= Work request =
The expected output is the set of lines below beginning at the one that contains "rough mask: <svg" and ending at the final line, reproduced exactly.

========

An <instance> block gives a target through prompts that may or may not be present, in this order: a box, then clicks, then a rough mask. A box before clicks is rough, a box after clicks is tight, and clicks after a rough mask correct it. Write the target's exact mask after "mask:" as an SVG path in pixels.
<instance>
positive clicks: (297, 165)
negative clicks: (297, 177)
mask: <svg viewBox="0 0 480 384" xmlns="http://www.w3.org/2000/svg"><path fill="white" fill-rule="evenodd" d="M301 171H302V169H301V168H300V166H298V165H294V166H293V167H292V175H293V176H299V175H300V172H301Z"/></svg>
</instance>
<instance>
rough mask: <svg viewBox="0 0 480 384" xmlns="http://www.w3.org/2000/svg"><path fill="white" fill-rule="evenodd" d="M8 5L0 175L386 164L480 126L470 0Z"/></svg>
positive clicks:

========

= Output =
rough mask: <svg viewBox="0 0 480 384" xmlns="http://www.w3.org/2000/svg"><path fill="white" fill-rule="evenodd" d="M8 5L0 175L386 164L480 126L470 0Z"/></svg>
positive clicks:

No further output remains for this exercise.